Your task
In the listing below, please print the line that contains "In this exercise you will mark the player's bare" and every line that follows it, exactly.

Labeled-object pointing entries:
* * * *
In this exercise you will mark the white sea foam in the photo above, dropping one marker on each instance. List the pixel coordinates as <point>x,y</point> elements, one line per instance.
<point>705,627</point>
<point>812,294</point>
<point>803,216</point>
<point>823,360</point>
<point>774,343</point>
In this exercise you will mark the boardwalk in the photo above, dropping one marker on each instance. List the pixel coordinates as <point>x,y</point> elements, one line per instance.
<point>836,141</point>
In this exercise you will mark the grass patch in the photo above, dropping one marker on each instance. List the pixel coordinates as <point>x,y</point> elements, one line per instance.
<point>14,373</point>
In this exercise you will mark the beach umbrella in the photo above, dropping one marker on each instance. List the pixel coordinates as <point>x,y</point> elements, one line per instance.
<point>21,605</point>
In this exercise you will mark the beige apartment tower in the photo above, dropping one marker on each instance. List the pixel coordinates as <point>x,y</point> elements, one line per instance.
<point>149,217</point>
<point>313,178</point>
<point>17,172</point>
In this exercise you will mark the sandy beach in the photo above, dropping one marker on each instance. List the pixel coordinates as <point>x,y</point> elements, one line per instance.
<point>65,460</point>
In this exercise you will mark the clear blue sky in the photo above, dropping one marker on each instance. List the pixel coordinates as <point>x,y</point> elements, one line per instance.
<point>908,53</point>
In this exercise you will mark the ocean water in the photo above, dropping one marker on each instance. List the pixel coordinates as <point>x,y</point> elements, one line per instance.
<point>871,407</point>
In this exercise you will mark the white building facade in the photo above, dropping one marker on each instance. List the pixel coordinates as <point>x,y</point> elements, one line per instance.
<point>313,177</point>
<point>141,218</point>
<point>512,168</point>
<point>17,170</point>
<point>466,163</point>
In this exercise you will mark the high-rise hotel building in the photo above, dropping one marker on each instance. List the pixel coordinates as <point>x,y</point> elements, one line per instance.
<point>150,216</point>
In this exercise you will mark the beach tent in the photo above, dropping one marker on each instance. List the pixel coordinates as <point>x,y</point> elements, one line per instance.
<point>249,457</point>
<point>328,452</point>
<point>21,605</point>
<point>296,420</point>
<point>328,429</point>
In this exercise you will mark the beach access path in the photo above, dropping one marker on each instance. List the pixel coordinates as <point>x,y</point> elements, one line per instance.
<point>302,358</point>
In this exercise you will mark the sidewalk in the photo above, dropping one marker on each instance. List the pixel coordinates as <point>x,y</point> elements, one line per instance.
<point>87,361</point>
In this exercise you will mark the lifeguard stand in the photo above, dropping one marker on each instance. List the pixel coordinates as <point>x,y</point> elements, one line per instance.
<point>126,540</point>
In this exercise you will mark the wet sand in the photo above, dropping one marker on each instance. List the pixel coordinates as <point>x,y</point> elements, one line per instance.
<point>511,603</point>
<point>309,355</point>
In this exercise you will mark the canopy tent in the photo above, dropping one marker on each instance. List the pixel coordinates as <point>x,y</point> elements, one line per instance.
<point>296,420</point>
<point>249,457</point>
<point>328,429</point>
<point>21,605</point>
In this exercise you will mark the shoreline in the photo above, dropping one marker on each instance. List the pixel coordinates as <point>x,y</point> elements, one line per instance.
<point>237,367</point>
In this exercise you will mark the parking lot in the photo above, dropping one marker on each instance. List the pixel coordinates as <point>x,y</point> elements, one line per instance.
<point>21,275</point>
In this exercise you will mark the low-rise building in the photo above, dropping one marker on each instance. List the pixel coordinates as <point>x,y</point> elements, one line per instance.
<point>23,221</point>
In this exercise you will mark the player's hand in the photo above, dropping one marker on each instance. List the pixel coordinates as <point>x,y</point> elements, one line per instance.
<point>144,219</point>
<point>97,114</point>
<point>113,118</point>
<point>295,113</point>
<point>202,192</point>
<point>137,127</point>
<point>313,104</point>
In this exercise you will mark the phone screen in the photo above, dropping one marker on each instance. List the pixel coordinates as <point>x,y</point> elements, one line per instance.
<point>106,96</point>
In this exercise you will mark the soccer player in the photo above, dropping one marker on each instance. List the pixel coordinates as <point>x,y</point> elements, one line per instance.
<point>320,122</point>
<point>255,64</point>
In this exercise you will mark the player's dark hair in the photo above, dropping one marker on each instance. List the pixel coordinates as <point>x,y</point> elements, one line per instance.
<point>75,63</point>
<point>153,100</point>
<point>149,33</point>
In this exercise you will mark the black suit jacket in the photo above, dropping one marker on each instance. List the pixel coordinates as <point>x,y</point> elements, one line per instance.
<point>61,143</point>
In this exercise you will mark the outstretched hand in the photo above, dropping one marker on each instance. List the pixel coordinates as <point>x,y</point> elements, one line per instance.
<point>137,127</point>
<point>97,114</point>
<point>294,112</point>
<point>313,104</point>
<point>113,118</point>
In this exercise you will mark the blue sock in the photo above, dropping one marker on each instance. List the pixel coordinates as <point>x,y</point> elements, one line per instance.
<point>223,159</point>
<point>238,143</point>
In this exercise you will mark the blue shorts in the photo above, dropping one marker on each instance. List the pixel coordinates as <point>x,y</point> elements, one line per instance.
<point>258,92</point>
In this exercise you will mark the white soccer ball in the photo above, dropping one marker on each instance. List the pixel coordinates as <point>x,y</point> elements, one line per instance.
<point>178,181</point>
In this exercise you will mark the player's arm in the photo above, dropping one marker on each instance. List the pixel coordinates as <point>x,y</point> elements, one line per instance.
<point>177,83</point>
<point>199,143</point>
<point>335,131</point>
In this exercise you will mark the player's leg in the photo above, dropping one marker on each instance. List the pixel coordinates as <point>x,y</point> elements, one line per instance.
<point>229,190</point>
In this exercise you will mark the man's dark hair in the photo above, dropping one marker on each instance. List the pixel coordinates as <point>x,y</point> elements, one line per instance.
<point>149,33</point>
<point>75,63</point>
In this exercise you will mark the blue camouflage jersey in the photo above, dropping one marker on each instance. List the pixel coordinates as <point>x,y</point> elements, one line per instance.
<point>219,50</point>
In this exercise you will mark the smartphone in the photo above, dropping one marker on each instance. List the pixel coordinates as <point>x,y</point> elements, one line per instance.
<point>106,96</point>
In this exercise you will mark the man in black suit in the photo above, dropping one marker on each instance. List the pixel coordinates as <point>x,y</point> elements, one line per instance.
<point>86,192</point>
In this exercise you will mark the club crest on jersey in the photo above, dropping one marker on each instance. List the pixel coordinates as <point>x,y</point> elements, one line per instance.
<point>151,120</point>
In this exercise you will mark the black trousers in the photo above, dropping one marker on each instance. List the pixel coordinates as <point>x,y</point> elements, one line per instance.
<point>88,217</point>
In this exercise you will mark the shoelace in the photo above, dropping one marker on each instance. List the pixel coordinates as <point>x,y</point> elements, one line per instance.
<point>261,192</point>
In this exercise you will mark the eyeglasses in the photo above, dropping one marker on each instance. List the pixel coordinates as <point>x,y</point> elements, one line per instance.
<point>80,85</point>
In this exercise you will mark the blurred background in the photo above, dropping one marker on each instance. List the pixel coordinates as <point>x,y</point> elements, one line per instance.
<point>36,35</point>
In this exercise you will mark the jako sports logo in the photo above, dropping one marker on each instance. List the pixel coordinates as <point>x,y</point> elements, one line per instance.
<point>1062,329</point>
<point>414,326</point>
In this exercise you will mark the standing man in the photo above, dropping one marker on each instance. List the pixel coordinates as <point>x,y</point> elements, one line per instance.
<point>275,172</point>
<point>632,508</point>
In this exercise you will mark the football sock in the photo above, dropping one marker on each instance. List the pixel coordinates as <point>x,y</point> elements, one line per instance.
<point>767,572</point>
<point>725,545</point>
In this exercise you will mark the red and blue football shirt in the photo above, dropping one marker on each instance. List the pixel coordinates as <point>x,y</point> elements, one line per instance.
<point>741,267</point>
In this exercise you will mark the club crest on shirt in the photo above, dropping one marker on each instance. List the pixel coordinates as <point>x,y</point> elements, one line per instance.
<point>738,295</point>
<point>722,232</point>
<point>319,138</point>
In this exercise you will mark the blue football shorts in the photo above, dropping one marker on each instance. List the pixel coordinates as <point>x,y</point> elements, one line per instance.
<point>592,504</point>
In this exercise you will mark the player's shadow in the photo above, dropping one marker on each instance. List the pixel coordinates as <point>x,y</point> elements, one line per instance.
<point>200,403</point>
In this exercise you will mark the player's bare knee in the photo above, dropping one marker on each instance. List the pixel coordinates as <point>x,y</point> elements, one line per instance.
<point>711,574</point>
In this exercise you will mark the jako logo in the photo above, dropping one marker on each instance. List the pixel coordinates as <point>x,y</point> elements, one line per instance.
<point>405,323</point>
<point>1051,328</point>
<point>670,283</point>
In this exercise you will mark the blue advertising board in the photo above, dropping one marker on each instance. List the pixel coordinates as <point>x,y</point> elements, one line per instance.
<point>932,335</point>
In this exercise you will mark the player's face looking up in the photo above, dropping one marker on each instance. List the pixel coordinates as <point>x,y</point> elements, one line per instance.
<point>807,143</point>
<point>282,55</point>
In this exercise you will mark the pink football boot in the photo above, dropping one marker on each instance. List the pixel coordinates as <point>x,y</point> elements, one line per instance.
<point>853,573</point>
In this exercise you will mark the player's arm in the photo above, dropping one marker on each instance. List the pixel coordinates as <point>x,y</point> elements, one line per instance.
* * * *
Solution to the exercise
In this exercise you will mark the player's bare knee in the photo above, dropping one marker on each instance. List the pixel coordinates as <point>x,y</point> elements, one line per instance.
<point>711,574</point>
In this exercise you will mark the jako logo in the photo above, dropping one marker on each instance. List the pixel coordinates as <point>x,y</point> elements, one line per instance.
<point>405,323</point>
<point>1051,328</point>
<point>670,283</point>
In this exercise you will mark the blue advertising board in the photo above, dropping one marker on each instance. List the pixel coordinates as <point>x,y</point> elements, one line per instance.
<point>932,335</point>
In this exercise you will mark the player's face looking up in the photo above, dropping one marker on each instance. List the pixel coordinates as <point>x,y</point> elements, one line per instance.
<point>807,143</point>
<point>282,55</point>
In this exercise you will mark the pink football boot in the photo above, dropping one marker on each instance. List the pixel coordinates as <point>x,y</point> elements, one line per instance.
<point>853,573</point>
In this exercise you will mark the player's arm in the photo above, dropping one marker on each instance. List the pixel coordinates as <point>x,y</point> elements, one line per instance.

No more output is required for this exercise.